INPUT RECORDS:

....

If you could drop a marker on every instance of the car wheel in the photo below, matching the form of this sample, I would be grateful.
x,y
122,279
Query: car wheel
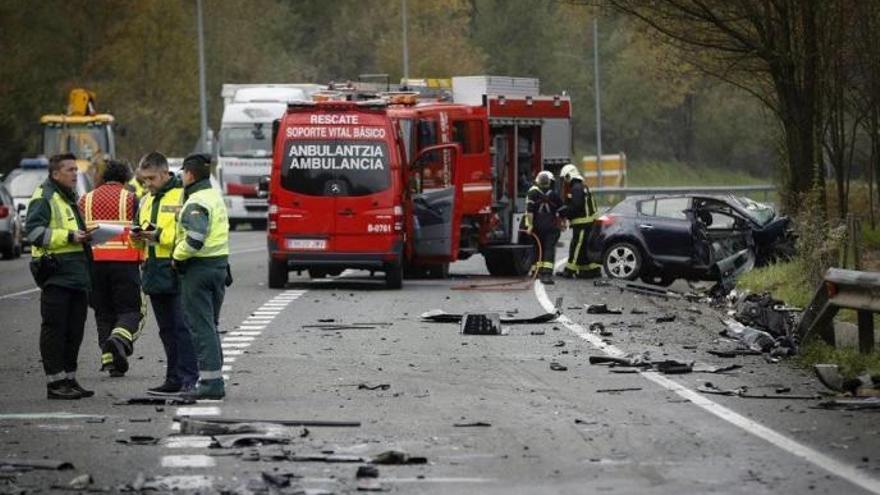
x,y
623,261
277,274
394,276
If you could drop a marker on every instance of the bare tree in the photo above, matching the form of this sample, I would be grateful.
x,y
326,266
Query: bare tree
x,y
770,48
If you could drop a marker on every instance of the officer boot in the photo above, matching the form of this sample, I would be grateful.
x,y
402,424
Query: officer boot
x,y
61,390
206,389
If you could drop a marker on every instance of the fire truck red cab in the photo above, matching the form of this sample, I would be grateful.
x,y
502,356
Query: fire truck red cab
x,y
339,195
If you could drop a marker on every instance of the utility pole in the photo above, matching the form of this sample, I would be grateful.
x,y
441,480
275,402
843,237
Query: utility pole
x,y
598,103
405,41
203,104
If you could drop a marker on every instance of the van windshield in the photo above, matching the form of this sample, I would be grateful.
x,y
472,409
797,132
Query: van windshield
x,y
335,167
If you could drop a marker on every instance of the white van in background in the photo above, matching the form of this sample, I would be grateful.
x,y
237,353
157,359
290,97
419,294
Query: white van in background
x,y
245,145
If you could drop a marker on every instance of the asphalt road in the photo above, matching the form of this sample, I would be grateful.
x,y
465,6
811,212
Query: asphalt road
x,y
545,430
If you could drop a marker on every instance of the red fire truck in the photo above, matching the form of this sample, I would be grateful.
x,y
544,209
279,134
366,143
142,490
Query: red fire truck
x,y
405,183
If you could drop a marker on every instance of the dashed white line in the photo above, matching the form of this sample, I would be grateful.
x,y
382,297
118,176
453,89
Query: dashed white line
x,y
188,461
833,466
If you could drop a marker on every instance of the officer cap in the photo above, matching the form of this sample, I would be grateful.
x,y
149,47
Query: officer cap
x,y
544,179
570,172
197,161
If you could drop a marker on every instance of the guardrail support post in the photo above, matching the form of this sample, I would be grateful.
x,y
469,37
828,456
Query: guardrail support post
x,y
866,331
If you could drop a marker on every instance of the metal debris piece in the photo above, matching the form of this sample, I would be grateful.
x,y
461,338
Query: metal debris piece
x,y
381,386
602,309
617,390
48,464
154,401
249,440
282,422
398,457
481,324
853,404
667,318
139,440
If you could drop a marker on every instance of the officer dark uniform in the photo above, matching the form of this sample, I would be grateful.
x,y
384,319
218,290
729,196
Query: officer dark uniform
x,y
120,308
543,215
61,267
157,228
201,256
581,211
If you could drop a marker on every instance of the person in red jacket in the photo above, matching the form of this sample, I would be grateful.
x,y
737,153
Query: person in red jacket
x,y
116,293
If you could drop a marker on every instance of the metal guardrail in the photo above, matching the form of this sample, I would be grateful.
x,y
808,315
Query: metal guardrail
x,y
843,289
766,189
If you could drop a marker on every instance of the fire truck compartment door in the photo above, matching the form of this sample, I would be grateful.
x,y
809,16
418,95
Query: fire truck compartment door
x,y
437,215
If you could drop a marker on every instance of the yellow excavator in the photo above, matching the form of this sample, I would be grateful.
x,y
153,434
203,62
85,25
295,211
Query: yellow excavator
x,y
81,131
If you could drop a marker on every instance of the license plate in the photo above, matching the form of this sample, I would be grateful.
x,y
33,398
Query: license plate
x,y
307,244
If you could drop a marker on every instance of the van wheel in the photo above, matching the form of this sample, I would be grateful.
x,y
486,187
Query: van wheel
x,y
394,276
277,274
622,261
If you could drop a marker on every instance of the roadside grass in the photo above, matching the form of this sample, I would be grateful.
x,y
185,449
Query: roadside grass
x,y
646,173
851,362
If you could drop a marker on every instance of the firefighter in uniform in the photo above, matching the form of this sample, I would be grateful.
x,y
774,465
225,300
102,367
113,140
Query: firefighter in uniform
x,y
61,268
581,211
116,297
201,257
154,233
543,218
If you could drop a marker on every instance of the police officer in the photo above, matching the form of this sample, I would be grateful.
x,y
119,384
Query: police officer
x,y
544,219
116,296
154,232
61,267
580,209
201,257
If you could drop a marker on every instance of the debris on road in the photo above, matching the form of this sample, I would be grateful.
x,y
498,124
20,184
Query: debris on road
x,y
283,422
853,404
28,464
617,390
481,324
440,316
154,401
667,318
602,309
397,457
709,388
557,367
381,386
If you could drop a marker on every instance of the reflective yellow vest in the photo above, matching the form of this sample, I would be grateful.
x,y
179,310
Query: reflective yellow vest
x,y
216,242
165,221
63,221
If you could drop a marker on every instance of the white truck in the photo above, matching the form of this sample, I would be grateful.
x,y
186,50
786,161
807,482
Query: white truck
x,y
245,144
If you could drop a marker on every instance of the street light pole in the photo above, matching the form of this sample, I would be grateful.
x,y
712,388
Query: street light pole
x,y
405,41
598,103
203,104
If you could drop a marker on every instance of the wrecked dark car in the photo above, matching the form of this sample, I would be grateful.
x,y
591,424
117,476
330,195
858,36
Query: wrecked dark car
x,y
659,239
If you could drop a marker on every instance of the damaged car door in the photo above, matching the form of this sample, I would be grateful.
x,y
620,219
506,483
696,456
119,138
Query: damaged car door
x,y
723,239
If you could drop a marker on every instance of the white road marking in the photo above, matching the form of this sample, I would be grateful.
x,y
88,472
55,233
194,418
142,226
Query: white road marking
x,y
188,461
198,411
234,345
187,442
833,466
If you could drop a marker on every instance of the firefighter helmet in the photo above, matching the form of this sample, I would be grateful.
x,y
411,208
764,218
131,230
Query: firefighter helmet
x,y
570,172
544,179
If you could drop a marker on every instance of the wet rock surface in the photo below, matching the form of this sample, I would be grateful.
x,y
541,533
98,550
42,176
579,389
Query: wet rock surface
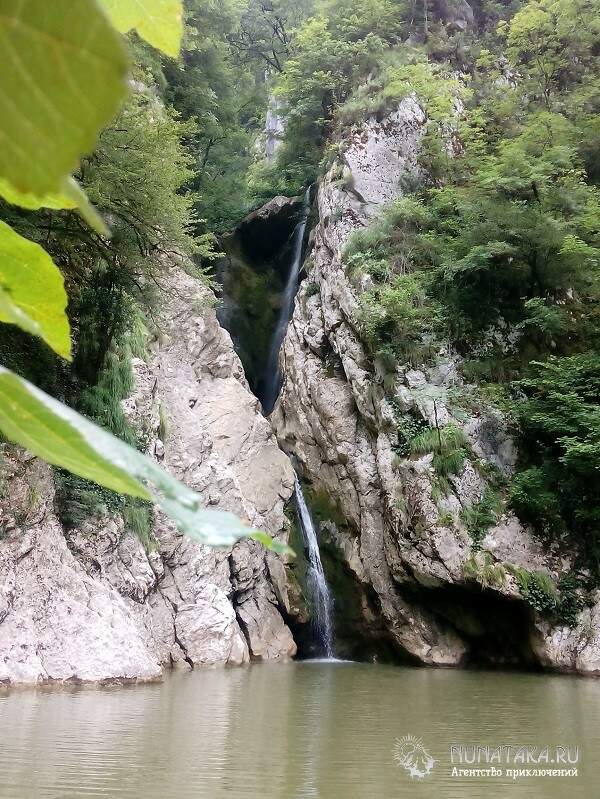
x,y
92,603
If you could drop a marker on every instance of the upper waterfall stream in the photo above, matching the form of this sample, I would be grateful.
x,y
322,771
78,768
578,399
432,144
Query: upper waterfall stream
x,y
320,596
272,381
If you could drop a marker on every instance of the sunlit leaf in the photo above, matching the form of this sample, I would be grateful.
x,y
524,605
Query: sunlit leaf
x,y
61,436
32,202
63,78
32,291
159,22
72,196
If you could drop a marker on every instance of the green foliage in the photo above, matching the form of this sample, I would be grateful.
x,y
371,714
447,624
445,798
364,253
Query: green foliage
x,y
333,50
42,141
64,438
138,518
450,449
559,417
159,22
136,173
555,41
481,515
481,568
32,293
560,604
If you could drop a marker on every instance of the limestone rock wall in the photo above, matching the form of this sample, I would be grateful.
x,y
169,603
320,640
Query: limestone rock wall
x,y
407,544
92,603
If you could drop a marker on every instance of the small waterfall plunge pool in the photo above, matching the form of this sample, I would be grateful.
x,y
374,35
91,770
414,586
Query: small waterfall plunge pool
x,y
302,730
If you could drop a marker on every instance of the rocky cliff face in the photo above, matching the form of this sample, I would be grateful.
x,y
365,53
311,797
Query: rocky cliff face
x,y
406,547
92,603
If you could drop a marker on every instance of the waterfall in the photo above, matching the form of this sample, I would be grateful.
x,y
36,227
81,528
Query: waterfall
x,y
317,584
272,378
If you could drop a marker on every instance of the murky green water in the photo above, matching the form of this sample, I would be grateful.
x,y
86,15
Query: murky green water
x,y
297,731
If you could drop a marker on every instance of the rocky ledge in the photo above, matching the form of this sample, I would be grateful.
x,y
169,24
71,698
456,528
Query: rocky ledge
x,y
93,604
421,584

....

PROBLEM STATEMENT: Output the material word for word, omitting its pictures.

FINAL RESULT:
If you could drop a marker on every instance of the car wheel in the photo below, matching the form of this sample, I would be grateful.
x,y
122,279
Query: car wheel
x,y
623,261
277,274
394,276
If you could drop a marker on every instance of the bare tree in the photo above, matching the form of this sample, I would be grateful.
x,y
326,266
Query: bare tree
x,y
770,48
If you could drop a marker on every instance of the officer boot in the photo above, matching the form of this sample, I would be grateful.
x,y
402,424
Query: officer boot
x,y
61,390
206,389
If you could drop a marker on every instance of the fire truck red cab in the photo above, matching the form of this sample, I would be grateful.
x,y
502,356
Query: fire truck red cab
x,y
339,195
If you could drop a marker on every instance of the utility pole in the photo above, matching the form of this sample, I would be grateful.
x,y
441,480
275,402
843,237
Query: utility pole
x,y
598,103
405,41
203,104
If you could drop a marker on every instance of the van windshield in the photo above, matching the form of this sample, I would be grateful.
x,y
472,409
797,132
Query: van windshield
x,y
335,167
If you could drop a marker on every instance of the white van in background in the photo above, matching the form of this sample, I would be grateful.
x,y
237,353
157,359
290,97
419,294
Query: white van in background
x,y
245,145
If you could drop a marker on every instance of the asphalt road in the photo above, matching the form of this sample, I would be grateful.
x,y
465,6
811,212
Query: asphalt road
x,y
545,430
If you could drop a marker on every instance of the red fire truck in the photo above, matching the form of this sample, I would be grateful.
x,y
544,209
279,134
366,143
142,490
Query: red fire truck
x,y
405,183
If you could drop a marker on every instance of the dashed white line in the photo above, matching the form of this sample, I would be grateful.
x,y
382,297
118,176
453,89
Query: dashed white line
x,y
188,461
833,466
If you could drop a marker on every instance of the officer cap in the photo above, matching the form of this sample, I would be grateful.
x,y
149,47
Query: officer cap
x,y
544,179
570,172
197,161
If you could drop a marker on every instance of the guardrail support post in the photo above, matching the form of this sample, I would be grateful.
x,y
469,37
828,456
Query: guardrail support post
x,y
866,331
If you could drop a marker on every instance of the metal debris piece in the photo above, matching the form of this sample, I would be grateful.
x,y
461,338
Query: metal debris piece
x,y
381,386
602,309
617,390
48,464
154,401
249,440
282,422
398,457
481,324
853,404
667,318
139,440
If you could drop a marker on every instance of the officer dark uniform in the photo above, matching the form of this sample, I would be grateful.
x,y
384,319
218,290
729,196
Query: officer dark uniform
x,y
120,308
543,215
61,267
157,228
201,256
581,211
If you could drop a marker on every instance of the person in red jacket in the photo above, matching the form of this sample, I would be grateful.
x,y
737,153
Query: person in red jacket
x,y
116,293
If you could drop a marker on every instance of the metal guardrail in the photo above, matching the form of this sample, I would be grateful.
x,y
808,315
Query: metal guardrail
x,y
843,289
766,189
If you could drop a marker on every instance of the fire truck compartment door in the photo above, matching the form of this sample, I would be grateful.
x,y
809,16
418,95
Query: fire truck compartment door
x,y
437,215
If you could drop a marker on every instance of the yellow excavator in the photo above, matching the form of this sample, I would be grateful.
x,y
153,434
203,62
85,25
295,211
Query: yellow excavator
x,y
81,131
If you could drop a marker on every instance of the license plate in the photo above, matching the form of this sample, I would be grateful.
x,y
33,398
Query: license plate
x,y
307,244
If you could drop a marker on every instance of the van wheel in the photo above, matching the form of this sample, I would be grateful.
x,y
486,187
Query: van wheel
x,y
394,276
277,274
622,261
If you could drop a marker on every instance of the roadside grass in the photo above, matching the form of this sample, I would be grateful.
x,y
185,449
Query: roadside grass
x,y
646,173
851,362
If you could drop a marker on every instance of the firefighter in uniform in the photo above, matching the form of this sample, I would be grateful.
x,y
774,465
225,300
102,367
113,140
Query: firefighter in uniform
x,y
61,268
581,211
116,297
201,257
154,233
543,218
If you could drop a marker on every instance of the police officer in the photo above, matching the form of this sample, I would be grateful.
x,y
119,384
Query: police officer
x,y
544,219
116,296
154,232
61,267
580,209
201,257
If you could drop a marker on every instance of the debris on road in the photo above, matching the form of this sample, I would be grateful.
x,y
498,124
20,184
Query: debris on road
x,y
283,422
853,404
28,464
617,390
481,324
440,316
154,401
667,318
602,309
397,457
709,388
557,367
381,386
If you could drop a marker on every instance of the reflective yellow vest in the photo above, matching the form of this sample, I would be grateful.
x,y
179,310
Query: reflective yellow vest
x,y
216,242
165,221
63,221
If you could drop a marker on every instance of the white truck in the photo above, matching the form of this sample, I would be grateful.
x,y
186,50
786,161
807,482
Query: white truck
x,y
245,144
If you could drop a marker on every instance of the street light pole in the photo above, matching the form of this sample, I would be grateful.
x,y
712,388
Query: street light pole
x,y
405,41
598,103
203,104
If you could drop a marker on every instance of the wrecked dark car in the photo above, matching the form of this sample, I would be grateful.
x,y
591,424
117,476
330,195
858,36
Query: wrecked dark car
x,y
659,239
If you could drop a marker on every instance of the damaged car door in the photo above, matching the form of this sample, I would be grateful.
x,y
620,219
506,483
696,456
119,138
Query: damaged car door
x,y
723,239
If you could drop a marker on every instance of the white road marking in the photo above, matching the form of this sample, I would be grateful.
x,y
88,472
55,233
194,418
142,226
Query: white road marking
x,y
188,461
198,411
234,345
187,442
833,466
If you could drop a marker on every instance of the firefighter helmet in the photo above, matching the form of this sample, I would be grateful.
x,y
411,208
764,218
131,230
Query: firefighter helmet
x,y
570,172
544,179
If you could drop a marker on every instance of the wet rock surface in the photo below, matching the form of this sample, I would be grateful.
x,y
541,533
98,550
42,176
579,389
Query: wet rock surface
x,y
92,603
If you could drop a marker on every instance of the upper waterfall stream in the photo above, matching the form of this sample, I would be grateful.
x,y
322,771
78,768
578,399
432,144
Query: upper waterfall stream
x,y
320,596
272,381
If you could drop a marker on every instance of the sunlit leaf in the photo above, matching the form of this sample, I would be grateful.
x,y
524,605
Query: sunlit leaf
x,y
61,436
32,202
63,78
32,291
159,22
72,196
If you could drop a marker on every instance of the green foliage in the photo above, matching the form of this sample, I would be grateful.
x,y
371,714
447,624
445,798
364,253
Query: green foliage
x,y
333,50
42,141
64,438
138,518
450,449
559,417
159,22
136,173
555,41
481,515
481,568
32,293
560,604
If you could drop a marker on every instance of the limestone rock wall in the photo above, matching the form of this sample, I would be grateful.
x,y
169,603
320,640
Query: limestone rock wall
x,y
407,544
92,603
If you could drop a marker on every instance of the small waterfall plunge pool in the photo above, matching the form of this sample, I would be grateful.
x,y
374,35
91,770
414,586
Query: small waterfall plunge pool
x,y
302,730
If you could drop a marker on every instance of the rocky cliff face in the photo above, matching the form of this sample, I would be grateful.
x,y
365,53
311,797
Query: rocky cliff face
x,y
406,547
92,603
If you could drop a marker on every instance of the waterfall in the photo above, matching the form of this sample, I would be grateful.
x,y
36,227
81,528
Query: waterfall
x,y
317,584
272,378
If you could drop a marker on every instance of the murky green water in the photo above, matching the form of this sample, I would be grateful.
x,y
86,15
Query: murky green water
x,y
297,731
If you could drop a marker on every instance of the rocky ledge in the photo above, matching the form of this sample, I would be grateful.
x,y
169,24
71,698
456,528
Query: rocky ledge
x,y
93,604
421,584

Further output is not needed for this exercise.